Challenge:
Rewrite everything in the material below, from the line containing "man in dark" down to the very end, with "eyeglasses" changed to "glasses" and nothing else altered. Give back only that stretch.

Entries shown:
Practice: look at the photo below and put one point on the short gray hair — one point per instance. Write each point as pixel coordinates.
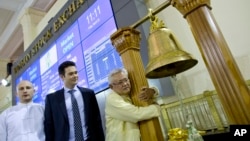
(116, 71)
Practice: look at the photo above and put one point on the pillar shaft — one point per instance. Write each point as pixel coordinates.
(29, 20)
(227, 79)
(127, 44)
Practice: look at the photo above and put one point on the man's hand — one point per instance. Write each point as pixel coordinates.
(147, 95)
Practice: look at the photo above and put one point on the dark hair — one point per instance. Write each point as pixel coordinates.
(65, 64)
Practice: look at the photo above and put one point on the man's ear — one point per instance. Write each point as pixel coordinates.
(61, 76)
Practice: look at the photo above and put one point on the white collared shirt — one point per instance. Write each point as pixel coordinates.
(80, 103)
(22, 122)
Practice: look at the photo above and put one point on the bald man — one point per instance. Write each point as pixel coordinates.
(24, 121)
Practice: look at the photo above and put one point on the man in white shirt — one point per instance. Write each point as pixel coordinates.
(24, 121)
(121, 115)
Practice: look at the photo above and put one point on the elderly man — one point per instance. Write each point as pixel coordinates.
(24, 121)
(121, 115)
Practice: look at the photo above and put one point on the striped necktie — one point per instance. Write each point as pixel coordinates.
(77, 118)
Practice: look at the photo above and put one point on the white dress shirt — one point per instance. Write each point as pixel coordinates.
(122, 118)
(80, 103)
(22, 122)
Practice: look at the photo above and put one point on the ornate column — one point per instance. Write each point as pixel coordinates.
(228, 81)
(29, 19)
(127, 44)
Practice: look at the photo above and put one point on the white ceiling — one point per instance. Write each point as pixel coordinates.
(11, 35)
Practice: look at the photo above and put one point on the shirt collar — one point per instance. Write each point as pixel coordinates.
(67, 89)
(23, 104)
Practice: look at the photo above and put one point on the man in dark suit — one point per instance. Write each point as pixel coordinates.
(59, 111)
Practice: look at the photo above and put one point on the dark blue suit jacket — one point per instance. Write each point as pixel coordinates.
(56, 124)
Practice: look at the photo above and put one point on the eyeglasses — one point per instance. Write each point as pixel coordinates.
(125, 80)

Expected output:
Practice: look at the photo above and put one point on the man in dark suit — one point per instance. Write each point as pixel coordinates.
(59, 111)
Practice: look at the photo above and put one point on the dark blue suit jacket — one point per instance. Write each point as pixel coordinates.
(56, 124)
Practice: look at the photo above and put one point on the glasses — one point per instance. Write each point as pixel coordinates.
(125, 80)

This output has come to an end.